_EXTRACT TO READ_:
Posted on April 30, 2015 by WashingtonsBlog

From Source of 35% of All Carbon Worldwide to Carbon Sink

Science China Press reports (via the American Association for the Advancement of Science):

Approximately 35% of global greenhouse gases (GHGs) come from agriculture. Some argues that human can reverse global worming by sequestering several hundred billion tons of excess CO2 through regenerative, organic farming, ranching and land use. Increasing the soil’s organic content will not only fix carbon and reduce emissions, it will also improve the soil’s ability to retain water and nutrients and resist pests and droughts.

To mitigate GHG emissions and retain soil fertility, organic agriculture might be a wise choice for decreasing the intensive use of synthetic fertilizers, protecting environments, and further improving crop yields. Recent research showed that replacing chemical fertilizer with organic manure significantly decreased the emission of GHGs. Organic farming can reverse the agriculture ecosystem from a carbon source to a carbon sink. [i.e. organic farming ties up and binds or “sequesters” carbon, instead of emitting any carbon. In other words, organic farming pulls carbon out of the environment and locks it in the soil.]

To explore the potential of farmlands acting as a carbon sink without yield losses, Jiang Gaoming, a professor at the Chinese Academy of Sciences’ Institute of Botany, conducted an experiment on a temperate eco-farm in eastern rural China. Crop residues were applied to cattle feed and the composted cattle manure was returned to cropland with a winter wheat and maize rotation. Crop yield and greenhouse gas (GHG) emissions were carefully calculated according to the Intergovernmental Panel on Climate Change (IPCC) Guidelines for National Greenhouse Gas Inventories 2006.

[Data extracted from a collection]
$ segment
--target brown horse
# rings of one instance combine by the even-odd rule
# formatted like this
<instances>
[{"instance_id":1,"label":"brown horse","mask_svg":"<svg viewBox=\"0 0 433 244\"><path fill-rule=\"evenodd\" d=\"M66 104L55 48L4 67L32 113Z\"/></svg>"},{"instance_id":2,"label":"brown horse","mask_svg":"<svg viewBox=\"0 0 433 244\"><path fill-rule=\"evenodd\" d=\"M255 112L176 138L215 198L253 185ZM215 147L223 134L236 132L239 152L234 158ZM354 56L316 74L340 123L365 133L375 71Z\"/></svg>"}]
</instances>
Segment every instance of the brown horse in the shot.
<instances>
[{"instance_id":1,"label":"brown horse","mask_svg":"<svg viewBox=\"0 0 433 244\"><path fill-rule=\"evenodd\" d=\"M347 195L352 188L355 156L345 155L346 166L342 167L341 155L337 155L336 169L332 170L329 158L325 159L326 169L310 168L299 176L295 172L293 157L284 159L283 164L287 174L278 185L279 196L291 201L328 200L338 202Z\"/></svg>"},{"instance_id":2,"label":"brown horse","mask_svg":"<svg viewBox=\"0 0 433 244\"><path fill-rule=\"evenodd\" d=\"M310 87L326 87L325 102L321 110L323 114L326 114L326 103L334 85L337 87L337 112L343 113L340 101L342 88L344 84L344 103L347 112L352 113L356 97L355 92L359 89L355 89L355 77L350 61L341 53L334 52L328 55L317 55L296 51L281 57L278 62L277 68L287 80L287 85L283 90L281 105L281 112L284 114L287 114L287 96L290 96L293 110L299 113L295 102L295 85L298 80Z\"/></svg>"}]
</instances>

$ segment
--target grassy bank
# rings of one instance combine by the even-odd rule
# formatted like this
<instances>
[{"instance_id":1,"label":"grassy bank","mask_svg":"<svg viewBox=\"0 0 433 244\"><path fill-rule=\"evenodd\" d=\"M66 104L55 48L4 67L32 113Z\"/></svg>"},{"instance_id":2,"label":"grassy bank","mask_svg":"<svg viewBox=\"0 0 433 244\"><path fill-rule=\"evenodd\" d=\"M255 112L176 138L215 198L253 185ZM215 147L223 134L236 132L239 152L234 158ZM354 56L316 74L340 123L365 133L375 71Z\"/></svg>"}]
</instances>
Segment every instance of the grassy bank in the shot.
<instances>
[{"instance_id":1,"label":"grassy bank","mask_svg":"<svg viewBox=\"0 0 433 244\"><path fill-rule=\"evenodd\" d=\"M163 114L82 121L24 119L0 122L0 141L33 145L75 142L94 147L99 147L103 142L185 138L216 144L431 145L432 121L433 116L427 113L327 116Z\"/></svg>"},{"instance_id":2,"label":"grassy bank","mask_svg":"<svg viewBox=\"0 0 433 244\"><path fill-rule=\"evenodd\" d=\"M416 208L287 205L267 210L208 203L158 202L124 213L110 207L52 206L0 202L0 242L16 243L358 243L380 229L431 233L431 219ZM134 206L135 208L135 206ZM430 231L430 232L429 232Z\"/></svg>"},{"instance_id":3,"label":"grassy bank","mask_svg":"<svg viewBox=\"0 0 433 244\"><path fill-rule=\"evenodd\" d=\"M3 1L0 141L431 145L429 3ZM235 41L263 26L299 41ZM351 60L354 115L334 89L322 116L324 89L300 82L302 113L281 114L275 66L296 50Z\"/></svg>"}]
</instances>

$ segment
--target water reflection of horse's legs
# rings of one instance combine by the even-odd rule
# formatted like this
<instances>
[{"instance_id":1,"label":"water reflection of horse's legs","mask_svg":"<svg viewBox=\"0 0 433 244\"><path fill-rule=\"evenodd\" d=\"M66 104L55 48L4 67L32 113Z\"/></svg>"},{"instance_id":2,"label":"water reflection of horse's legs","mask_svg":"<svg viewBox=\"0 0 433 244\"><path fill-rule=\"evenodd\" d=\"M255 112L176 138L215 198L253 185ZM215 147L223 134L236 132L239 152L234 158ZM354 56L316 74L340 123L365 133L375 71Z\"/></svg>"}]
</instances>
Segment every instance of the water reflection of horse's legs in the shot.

_SET TASK A_:
Condense the paragraph beginning "To explore the potential" in the article on organic farming as a carbon sink into a bulleted list of its main facts.
_SET TASK B_:
Write the next paragraph of the article on organic farming as a carbon sink, starting after its final sentence.

_EXPECTED OUTPUT A_:
- Purpose: to test whether farmland can act as a carbon sink without yield losses.
- Researcher: Jiang Gaoming, a professor at the Chinese Academy of Sciences' Institute of Botany.
- Site: a temperate eco-farm in eastern rural China.
- Method: crop residues were fed to cattle, and the composted cattle manure was returned to cropland under a winter wheat and maize rotation.
- Measurement: crop yield and greenhouse gas emissions were calculated according to the IPCC Guidelines for National Greenhouse Gas Inventories 2006.

_EXPECTED OUTPUT B_:
This study showed that replacing chemical fertilizer with organic manure significantly decreased the emission of GHGs. Yields of wheat and corn also increased as the soil fertility was improved by the application of cattle manure. Totally replacing chemical fertilizer with organic manure decreased GHG emissions, which reversed the agriculture ecosystem from a carbon source (+ 2.7 t CO2-eq. hm-2 yr-1) to a carbon sink (- 8.8 t CO2-eq. hm-2 yr-1).

Making full use of crop residues as forage for cattle, collecting and composting cattle manure, and replacing part of the chemical fertilizer input with organic manure have been successfully shown to be ideal choices to reduce energy waste and cut GHG emissions without crop yield losses. A combination of organic manure and chemical fertilizer demonstrated the best result in improving soil quality and crop yields, while decreasing GHG emissions. Solely utilizing chemical fertilizer on the farmland not only led to increased GHG emissions, but also deteriorated the quality of the soil.

Similarly, a different team of Chinese scientists publishing in 2013 in the prestigious American scientific journal Proceedings of the National Academy of Sciences found:

N fertilizer … in China during the past 3 decades … is estimated to have contributed to a net gain in soil organic carbon of 85 Tg per year. Nevertheless, our data show that N fertilizer-related GHG emissions are several times greater in magnitude than soil organic carbon gains. For China to reduce the gap between GHG emissions and soil carbon sequestration and to move toward low GHG emission agriculture, it is necessary to examine the entire N chain to identify potential emission reductions.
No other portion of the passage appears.